+++ Text

Mehr als Tausend leuchtend grüne Papageien haben sich in der Dämmerung auf einer schmalen Baumreihe versammelt. Aus dem gesamten Stadtgebiet sind die Halsbandsittiche hierher geflogen, zu ihrem gemeinsamen Schlafplatz in der Kölner Altstadt, an der stark befahrenen Rheinuferstraße. Gekreische und herab regnender Kot - die Leute in den angrenzenden Wohnhäusern haben dieses allabendliche Spektakel satt.
Die Stadt Köln hat deshalb beschlossen, die Vögel von hier zu vertreiben, oder wie es in der Jägersprache heißt: sie zu vergrämen. Weil ihm das zu lange dauerte, griff ein Bürger zwischenzeitlich sogar zur Selbsthilfe.
Mit Böllerschussanlage auf Jagd
"Da ist ein privater Vater von Kindern aus dem Kindergarten so vorgegangen, dass er eine Böllerschussanlage gebaut hat, hat auch die Anwohner informiert, dass Morgen um acht Uhr da was los geht, und dann hat er richtig heftig diese Anlage eingesetzt, und schon waren alle Sittiche weg", so schildert es der Ornithologe Achim Kemper. Die grünen Vögel verteilten sich vorübergehend auf vier verschiedene Schlafplätze in der Altstadt. Seit Februar sind sie alle wieder zum früheren Schlafplatz zurück gekehrt. Kemper wundert das nicht, denn der alte Standort am Rheinauhafen sei ideal für die exotischen Vögel.

++++++
+++ Bereitgestellte Daten

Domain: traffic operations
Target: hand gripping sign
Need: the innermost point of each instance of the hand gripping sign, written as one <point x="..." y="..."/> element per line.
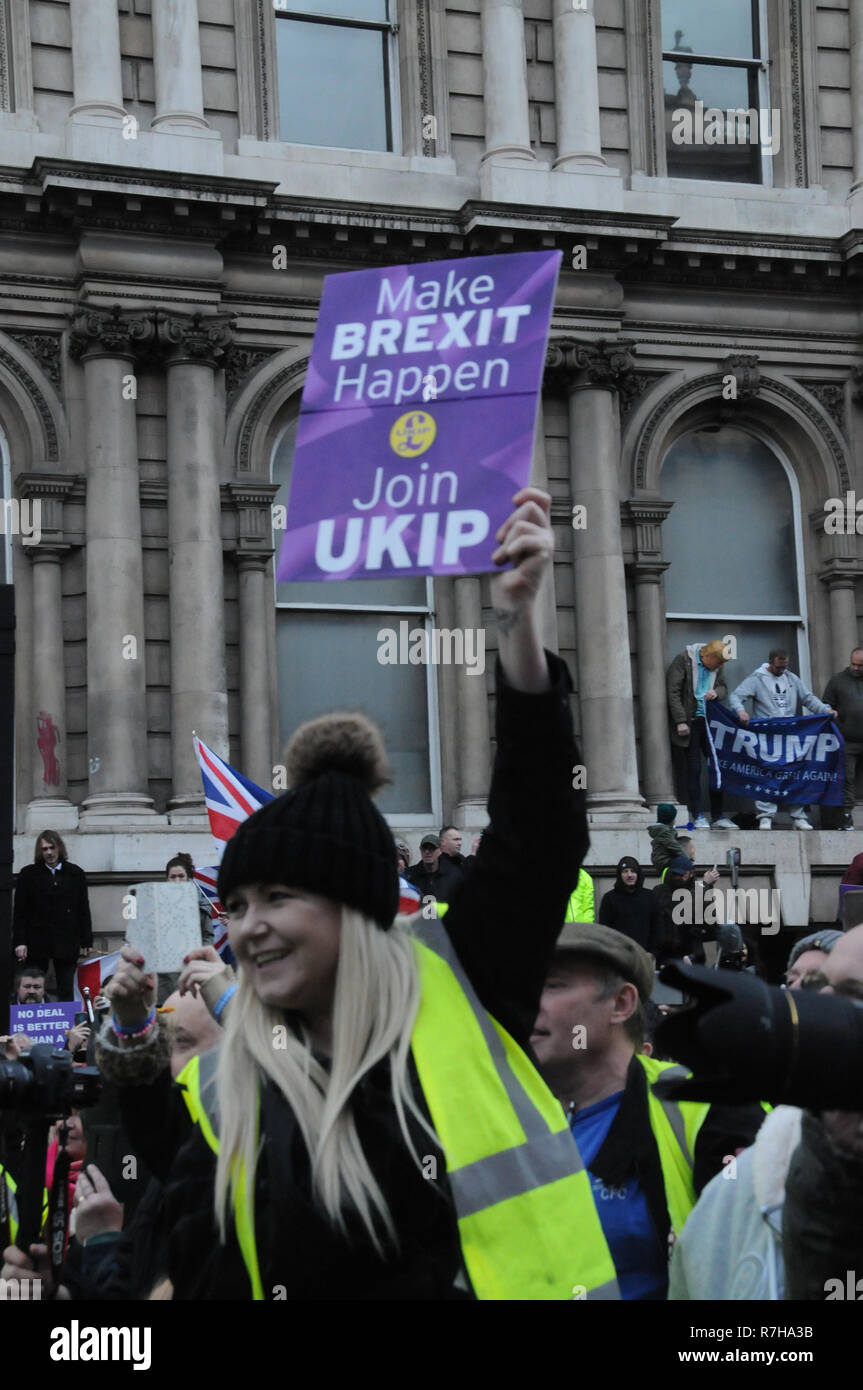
<point x="417" y="417"/>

++++++

Schriftliche Aufgaben ->
[A] Auf wie viele Schlafplätze verteilten sich die Vögel laut dem Text über die Kölner Halsbandsittiche nach dem Einsatz der Böllerschussanlage vorübergehend?
[B] Schreibe den Text über die Kölner Halsbandsittiche im Anschluss an seinen letzten Satz weiter.
Die Daten sind eigenständiges Material und gehören nicht zum Text.

Antworten der Reihe ->
[A] Auf vier verschiedene Schlafplätze in der Altstadt.

[B]
"Eine große Einflugschneise. Greifvögel werden durch Lichtreklamen weg gehalten, großer Autoverkehr. Die gehen unheimlich gerne auf große Parkplätze von Restaurants mit großer Leuchtreklame."
Prominente Schlafplätze in Düsseldorf
Im nahen Düsseldorf haben sich die wilden Papageien einen noch prominenteren Schlafplatz ausgesucht: Sie versammeln sich allabendlich auf der Kö, der berühmten Flaniermeile.
"In Düsseldorf gibt es die Besonderheit, dass die Halsbandsittiche zusammen mit Dohlen und Rabenkrähen diesen Schlafplatz nutzen", sagt Tobias Krause von der Stadt Düsseldorf. Und das müssten die Leute in diesem Fall einfach hinnehmen, erklärt er geduldig jedes Jahr aufs Neue, wenn im Herbst auf der Königsallee die Zahl der Sittiche, Krähen und Dohlen auf 3.000 Tiere anschwillt.
"In Düsseldorf ist der Schutzstatus des seltensten Vogels anzusetzen, das ist die Dohle, und das ist eine heimische, geschützte Vogelart, und eine Vergrämung am Schlafplatz von Dohlen kommt einfach gar nicht in Betracht."
Besonders viele Bruthöhlen im Stadtgebiet
Halsbandsittiche sind in Deutschland ausgesprochene Stadtbewohner. Sie sind kälteempfindlich, und in den Städten ist es wärmer als auf dem Land. Und hier finden sie besonders viele Bruthöhlen, in den vielen alten Bäumen in Parks und Alleen. Manche Naturschützer befürchten, die Papageien könnten einheimische Höhlenbewohner verdrängen. Stefan Nehring vom Bundesamt für Naturschutz:
"Die Sorge ist schon erst mal grundsätzlich berechtigt. Sie nutzen vorhandene Höhlen, und es gibt natürlich viele einheimische Höhlenbrüter wie die Dohle, aber es gibt natürlich auch Fledermäuse, die diese Höhlen nutzen."
Andererseits gebe es aber bislang keine Belege dafür, dass die Sittiche einheimischen Tieren tatsächlich schaden.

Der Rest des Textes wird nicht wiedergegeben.